__Description of the task__:
Copy out again, unchanged, the listing below from the line that has "window, pixel coordinates like this sample" through the line that has "# place a dot on each instance of the main landing".

################

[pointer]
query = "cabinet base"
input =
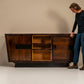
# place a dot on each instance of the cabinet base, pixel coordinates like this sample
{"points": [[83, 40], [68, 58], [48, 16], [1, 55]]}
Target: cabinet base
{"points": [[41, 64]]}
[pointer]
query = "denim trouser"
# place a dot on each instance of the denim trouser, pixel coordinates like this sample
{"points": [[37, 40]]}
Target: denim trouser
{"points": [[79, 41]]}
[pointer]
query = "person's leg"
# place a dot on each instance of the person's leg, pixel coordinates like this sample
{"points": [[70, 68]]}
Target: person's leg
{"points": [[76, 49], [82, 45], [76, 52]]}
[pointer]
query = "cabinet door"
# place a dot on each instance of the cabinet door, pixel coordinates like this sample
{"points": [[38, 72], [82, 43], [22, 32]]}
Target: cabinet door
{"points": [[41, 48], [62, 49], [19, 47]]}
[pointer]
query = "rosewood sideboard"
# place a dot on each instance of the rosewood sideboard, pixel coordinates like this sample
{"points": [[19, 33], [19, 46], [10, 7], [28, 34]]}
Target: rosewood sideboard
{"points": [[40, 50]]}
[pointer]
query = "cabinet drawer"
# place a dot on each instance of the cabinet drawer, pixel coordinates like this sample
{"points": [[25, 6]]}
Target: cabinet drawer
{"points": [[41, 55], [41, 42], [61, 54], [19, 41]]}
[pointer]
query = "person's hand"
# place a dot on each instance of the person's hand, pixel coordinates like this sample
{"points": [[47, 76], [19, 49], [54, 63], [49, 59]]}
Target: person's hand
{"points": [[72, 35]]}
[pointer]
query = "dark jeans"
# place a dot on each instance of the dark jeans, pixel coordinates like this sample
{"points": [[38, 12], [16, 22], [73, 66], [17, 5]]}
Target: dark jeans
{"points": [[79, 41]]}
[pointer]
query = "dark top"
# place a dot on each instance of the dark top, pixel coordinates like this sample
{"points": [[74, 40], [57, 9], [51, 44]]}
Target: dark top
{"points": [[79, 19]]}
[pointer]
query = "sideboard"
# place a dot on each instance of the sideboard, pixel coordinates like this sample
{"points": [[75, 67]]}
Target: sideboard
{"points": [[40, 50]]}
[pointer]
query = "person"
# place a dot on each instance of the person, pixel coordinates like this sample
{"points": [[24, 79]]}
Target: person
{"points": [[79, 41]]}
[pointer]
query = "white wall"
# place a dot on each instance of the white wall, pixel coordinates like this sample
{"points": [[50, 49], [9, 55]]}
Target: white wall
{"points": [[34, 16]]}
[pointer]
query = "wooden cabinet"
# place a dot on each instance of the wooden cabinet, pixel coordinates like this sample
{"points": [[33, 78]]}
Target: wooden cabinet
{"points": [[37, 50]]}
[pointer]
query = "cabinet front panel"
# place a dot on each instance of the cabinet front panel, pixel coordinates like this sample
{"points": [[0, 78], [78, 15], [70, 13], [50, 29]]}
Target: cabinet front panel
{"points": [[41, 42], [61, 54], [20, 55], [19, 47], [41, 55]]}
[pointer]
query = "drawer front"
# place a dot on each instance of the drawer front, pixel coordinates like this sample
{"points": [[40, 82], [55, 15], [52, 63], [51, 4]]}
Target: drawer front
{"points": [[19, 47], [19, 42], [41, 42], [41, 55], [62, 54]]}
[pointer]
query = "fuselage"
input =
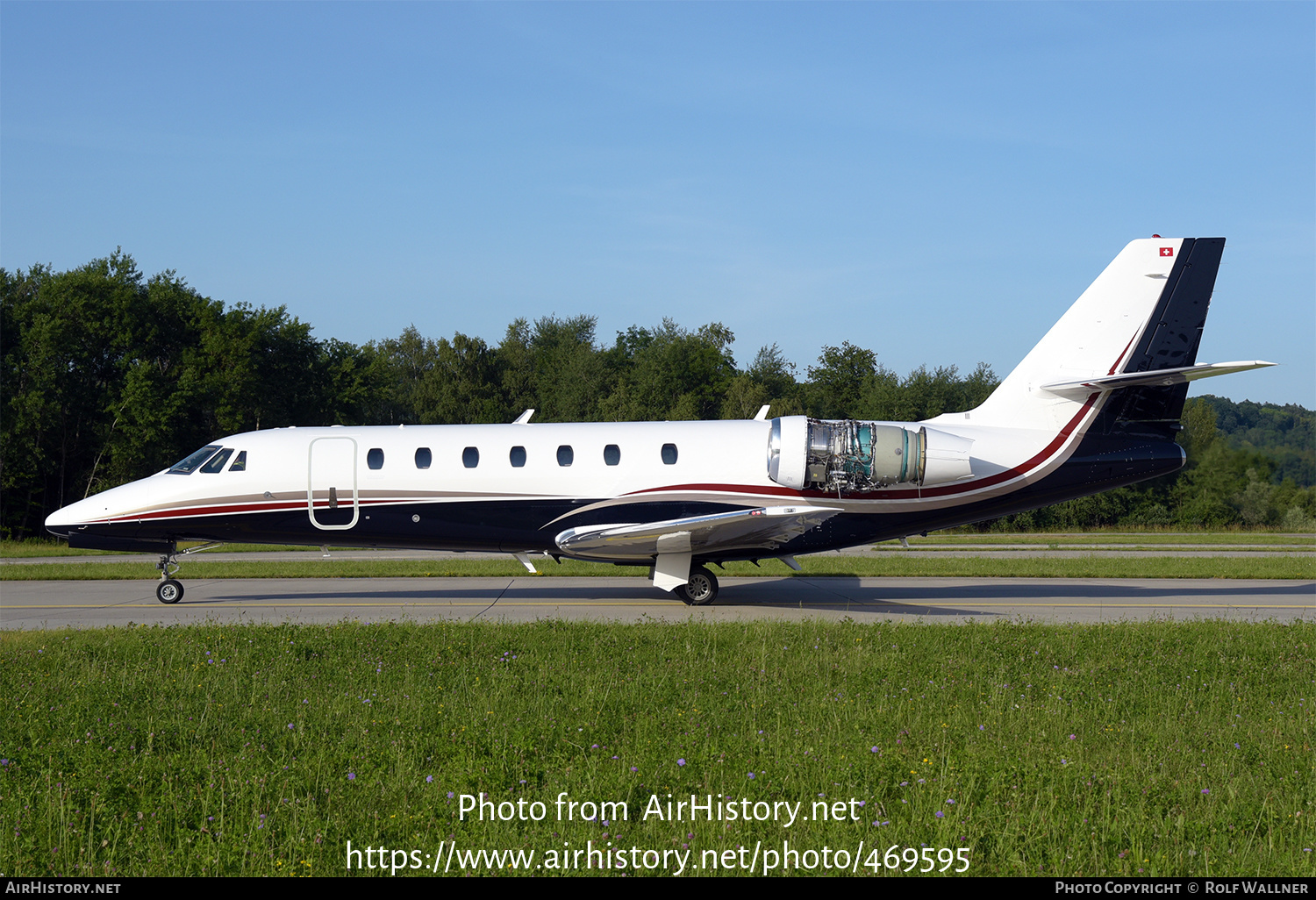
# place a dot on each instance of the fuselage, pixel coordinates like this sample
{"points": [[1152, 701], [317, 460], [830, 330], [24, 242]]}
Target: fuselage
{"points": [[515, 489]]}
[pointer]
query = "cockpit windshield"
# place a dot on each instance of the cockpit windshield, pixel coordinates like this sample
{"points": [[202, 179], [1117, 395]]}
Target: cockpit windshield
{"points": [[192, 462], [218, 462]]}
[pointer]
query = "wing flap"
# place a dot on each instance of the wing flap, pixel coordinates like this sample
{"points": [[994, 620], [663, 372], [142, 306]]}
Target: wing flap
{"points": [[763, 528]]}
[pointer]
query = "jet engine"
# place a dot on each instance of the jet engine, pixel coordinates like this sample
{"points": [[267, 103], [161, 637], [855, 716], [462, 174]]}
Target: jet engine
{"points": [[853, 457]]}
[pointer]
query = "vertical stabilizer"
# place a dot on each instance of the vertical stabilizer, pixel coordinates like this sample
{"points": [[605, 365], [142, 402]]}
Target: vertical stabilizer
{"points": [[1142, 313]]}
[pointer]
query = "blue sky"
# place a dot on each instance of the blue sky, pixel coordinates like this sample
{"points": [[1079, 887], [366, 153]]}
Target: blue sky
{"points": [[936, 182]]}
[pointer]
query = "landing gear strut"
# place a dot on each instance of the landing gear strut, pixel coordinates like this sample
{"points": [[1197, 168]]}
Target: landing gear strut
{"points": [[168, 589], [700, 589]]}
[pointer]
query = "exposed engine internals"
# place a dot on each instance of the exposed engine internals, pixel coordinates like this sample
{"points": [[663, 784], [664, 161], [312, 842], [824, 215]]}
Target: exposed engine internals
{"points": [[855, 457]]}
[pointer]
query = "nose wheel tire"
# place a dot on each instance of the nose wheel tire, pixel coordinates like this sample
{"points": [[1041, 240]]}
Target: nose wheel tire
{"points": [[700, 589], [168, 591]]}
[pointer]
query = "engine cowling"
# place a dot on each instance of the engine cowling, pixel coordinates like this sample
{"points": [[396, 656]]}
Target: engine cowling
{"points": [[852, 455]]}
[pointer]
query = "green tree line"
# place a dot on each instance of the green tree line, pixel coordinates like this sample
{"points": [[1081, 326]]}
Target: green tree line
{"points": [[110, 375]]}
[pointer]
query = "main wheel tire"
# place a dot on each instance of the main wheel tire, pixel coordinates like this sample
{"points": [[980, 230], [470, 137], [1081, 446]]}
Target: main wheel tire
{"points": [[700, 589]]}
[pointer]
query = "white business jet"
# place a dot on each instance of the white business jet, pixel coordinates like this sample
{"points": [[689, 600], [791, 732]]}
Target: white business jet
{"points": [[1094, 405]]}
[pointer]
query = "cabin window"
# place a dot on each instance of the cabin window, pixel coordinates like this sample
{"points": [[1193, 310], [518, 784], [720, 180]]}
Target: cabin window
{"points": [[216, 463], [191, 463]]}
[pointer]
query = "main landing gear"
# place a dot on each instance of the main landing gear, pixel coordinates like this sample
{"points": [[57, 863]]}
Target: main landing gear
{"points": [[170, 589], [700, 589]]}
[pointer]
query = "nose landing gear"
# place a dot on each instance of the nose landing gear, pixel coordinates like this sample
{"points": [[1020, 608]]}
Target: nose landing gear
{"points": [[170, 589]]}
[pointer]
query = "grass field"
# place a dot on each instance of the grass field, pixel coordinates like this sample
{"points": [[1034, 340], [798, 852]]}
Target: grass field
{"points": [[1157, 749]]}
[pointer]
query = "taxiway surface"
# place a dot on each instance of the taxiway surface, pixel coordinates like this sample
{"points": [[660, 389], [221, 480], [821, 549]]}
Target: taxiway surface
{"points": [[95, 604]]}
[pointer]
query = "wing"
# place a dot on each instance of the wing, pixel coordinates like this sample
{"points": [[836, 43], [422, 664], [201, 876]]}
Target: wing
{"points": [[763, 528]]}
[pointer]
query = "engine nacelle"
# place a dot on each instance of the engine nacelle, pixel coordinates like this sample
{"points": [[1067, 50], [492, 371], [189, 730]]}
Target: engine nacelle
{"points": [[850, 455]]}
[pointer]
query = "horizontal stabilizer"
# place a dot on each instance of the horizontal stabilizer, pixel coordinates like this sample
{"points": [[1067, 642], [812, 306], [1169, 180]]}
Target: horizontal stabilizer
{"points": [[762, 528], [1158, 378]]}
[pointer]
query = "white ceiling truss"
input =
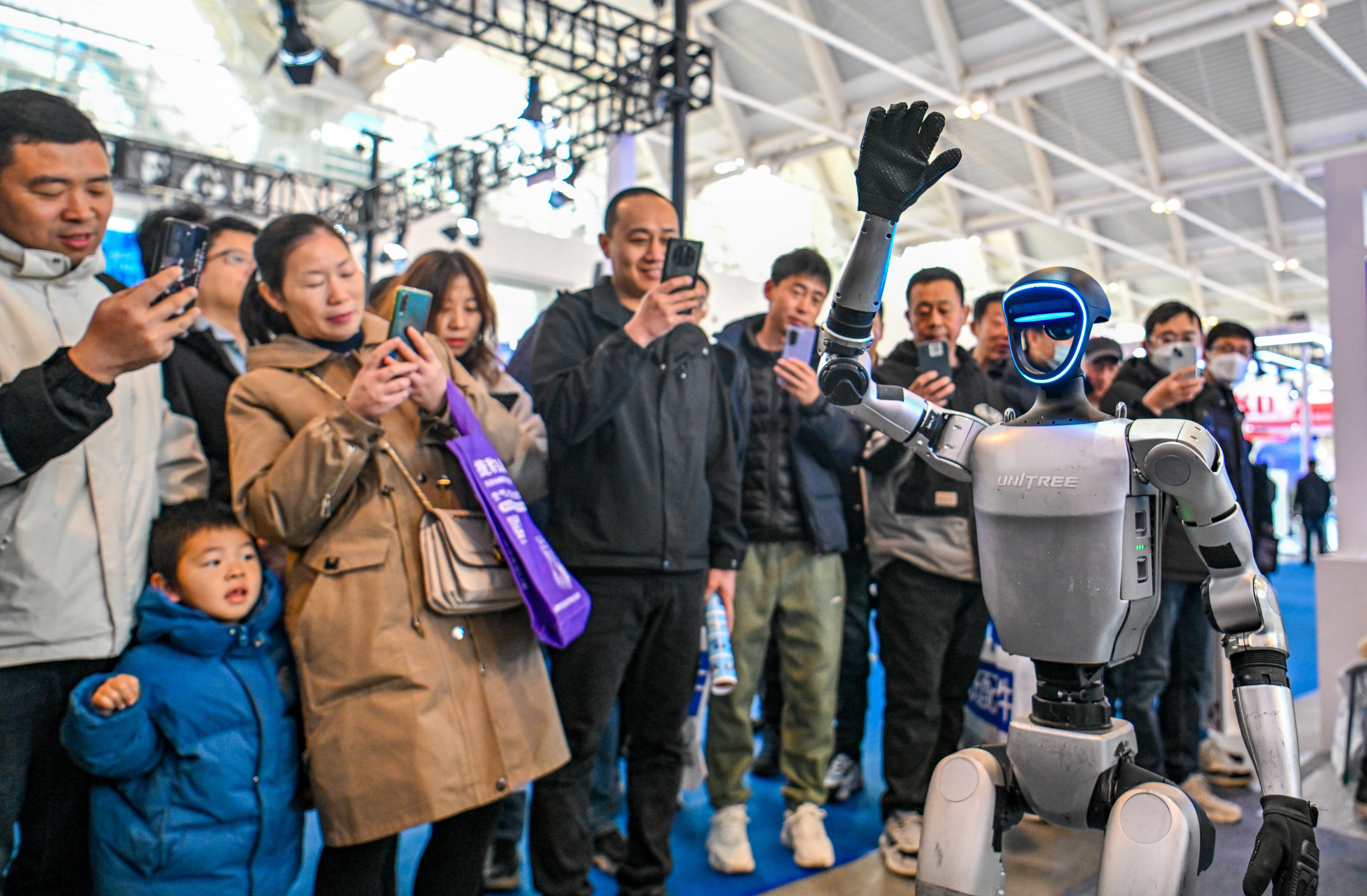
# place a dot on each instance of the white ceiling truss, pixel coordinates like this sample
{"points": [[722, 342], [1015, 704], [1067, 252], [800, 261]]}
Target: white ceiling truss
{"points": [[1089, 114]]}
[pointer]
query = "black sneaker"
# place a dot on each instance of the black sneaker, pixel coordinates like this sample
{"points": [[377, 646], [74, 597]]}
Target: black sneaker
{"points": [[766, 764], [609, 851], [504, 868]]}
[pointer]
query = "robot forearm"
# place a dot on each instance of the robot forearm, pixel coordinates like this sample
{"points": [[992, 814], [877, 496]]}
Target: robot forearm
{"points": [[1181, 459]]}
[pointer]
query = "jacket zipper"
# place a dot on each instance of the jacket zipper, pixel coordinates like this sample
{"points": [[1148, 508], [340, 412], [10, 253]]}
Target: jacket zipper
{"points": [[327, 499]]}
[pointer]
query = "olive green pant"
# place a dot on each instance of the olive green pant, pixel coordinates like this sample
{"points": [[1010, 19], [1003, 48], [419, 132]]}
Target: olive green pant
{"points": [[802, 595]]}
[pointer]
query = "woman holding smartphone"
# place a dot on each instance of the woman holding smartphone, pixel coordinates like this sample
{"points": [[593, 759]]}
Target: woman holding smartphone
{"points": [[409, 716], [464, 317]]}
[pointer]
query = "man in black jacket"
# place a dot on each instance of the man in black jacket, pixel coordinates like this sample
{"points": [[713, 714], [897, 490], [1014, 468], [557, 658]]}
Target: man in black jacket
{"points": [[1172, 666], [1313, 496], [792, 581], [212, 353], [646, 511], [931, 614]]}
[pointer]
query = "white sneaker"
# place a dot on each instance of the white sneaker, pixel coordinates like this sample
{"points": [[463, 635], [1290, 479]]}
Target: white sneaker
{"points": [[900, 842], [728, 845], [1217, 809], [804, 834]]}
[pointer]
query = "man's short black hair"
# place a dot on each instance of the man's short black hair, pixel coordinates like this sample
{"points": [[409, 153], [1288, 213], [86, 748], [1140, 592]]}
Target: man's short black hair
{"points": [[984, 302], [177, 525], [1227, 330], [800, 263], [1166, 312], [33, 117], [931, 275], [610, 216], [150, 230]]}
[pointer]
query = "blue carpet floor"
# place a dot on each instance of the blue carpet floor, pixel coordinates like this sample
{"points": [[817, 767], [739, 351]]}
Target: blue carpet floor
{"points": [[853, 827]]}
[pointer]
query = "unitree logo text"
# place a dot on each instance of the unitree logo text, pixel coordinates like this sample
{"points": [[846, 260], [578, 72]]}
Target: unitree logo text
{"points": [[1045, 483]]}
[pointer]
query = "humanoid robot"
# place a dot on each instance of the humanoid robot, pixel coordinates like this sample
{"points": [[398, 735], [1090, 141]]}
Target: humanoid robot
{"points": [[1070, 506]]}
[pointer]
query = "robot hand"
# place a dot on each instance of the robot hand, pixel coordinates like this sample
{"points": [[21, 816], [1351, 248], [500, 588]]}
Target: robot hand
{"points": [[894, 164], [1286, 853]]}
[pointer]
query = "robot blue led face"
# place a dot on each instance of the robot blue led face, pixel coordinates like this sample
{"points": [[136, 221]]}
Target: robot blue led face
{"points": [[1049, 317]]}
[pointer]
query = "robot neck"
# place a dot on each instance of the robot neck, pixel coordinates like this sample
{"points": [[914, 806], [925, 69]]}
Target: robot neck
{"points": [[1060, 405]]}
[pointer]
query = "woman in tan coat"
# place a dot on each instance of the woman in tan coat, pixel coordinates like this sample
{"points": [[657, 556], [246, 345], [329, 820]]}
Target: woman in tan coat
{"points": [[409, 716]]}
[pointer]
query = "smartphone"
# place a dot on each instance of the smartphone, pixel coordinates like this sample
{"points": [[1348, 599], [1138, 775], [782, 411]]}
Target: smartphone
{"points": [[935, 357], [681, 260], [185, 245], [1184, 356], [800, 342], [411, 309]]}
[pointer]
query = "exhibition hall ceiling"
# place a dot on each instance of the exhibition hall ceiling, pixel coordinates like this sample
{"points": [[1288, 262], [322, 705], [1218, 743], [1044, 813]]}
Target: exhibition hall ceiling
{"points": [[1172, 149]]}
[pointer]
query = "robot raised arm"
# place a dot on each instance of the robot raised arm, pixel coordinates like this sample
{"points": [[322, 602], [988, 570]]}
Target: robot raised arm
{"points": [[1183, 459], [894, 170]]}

################

__Task solution__:
# place a dot on each instance of the cabin window, pixel coordinates like this sample
{"points": [[1193, 310], [518, 784], [720, 180]]}
Target: cabin window
{"points": [[216, 463], [191, 463]]}
[pointer]
query = "main landing gear"
# place a dot on each instance of the main landing gear, pixel coordinates like this sample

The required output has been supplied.